EXERCISE
Look in the data below for the line that contains "For every instance of the painted". Copy that line and the remaining lines exactly.

------------

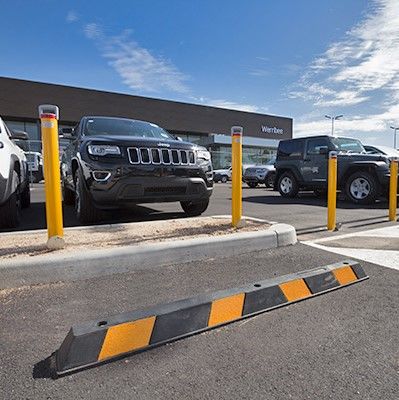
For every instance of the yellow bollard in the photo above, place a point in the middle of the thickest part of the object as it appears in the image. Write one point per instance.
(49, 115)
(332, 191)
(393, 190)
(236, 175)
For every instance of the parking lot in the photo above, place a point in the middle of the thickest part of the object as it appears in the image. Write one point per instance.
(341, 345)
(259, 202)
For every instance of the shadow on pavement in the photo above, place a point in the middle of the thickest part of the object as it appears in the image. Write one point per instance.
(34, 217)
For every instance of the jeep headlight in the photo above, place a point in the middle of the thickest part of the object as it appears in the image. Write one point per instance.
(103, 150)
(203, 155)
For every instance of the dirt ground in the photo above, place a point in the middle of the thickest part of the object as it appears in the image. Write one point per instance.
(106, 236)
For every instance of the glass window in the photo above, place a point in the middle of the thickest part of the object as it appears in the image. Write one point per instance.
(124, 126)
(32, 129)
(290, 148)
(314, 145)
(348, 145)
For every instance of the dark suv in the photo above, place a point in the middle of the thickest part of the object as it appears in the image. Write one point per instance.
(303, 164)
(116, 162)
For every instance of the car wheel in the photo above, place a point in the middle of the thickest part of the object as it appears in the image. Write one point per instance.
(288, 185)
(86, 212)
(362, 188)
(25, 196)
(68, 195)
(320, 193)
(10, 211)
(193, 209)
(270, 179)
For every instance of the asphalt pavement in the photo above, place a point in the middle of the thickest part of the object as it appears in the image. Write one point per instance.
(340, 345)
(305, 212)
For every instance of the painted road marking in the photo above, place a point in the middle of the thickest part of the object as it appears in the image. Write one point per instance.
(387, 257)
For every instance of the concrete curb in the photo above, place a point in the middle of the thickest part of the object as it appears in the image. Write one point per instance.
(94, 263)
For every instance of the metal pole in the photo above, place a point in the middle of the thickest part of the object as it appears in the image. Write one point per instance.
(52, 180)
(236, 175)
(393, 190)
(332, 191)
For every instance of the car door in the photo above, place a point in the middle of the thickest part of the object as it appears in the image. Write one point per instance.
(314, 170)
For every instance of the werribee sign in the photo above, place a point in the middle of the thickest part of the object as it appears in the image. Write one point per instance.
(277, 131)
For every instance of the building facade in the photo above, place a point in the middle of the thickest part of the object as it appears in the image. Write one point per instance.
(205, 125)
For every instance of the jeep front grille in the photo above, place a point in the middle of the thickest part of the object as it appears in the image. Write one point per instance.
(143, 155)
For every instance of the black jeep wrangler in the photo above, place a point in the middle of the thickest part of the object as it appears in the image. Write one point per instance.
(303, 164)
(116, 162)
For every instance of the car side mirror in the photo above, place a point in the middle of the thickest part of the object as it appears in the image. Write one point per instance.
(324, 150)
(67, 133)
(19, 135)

------------

SOLVED EXERCISE
For every instance of the painted road marking in the photo above, place a point in the middle of the thickest part of the object as it appears in the image. Write one point per instance.
(387, 257)
For every instance of the concrete curb in the photo above, place a point in the middle of the thickest part of the object as it appears in the image. Write one point per instance.
(94, 263)
For every instance of the metal pole in the photo above, place a point in the middle of the thickest part of the object as it appears in the image. Write one point per instance.
(52, 180)
(236, 175)
(393, 190)
(332, 191)
For every instance of the car door in the photo above, place a point in the middle of the thickest part of the object as it appears in the image. Write one point per instance.
(314, 170)
For every instance of the werribee sign in the photo above, place a point in the middle of the thickest part of the object as it appears in the image. Write one point per instance.
(277, 131)
For every instance of the building facade in the photo above, place a point in the middle of the thickest part of the object as it appears in the image. Write one point per instance.
(205, 125)
For every instance of the jeep front grille in the photo above, place a point in the middle of the thickest part of the object as it appears in the image. Write one point per instance.
(143, 155)
For every instance of the black jeep wrangler in the photo above, place a point in the middle of the thickest part of the object as it appears in the image. Write one point per instance.
(303, 164)
(116, 162)
For every instance of the car side mirror in the photo above, place a point in the middle of the thickest part of the object as it appears in the image. Write one point per instance.
(324, 150)
(67, 133)
(19, 135)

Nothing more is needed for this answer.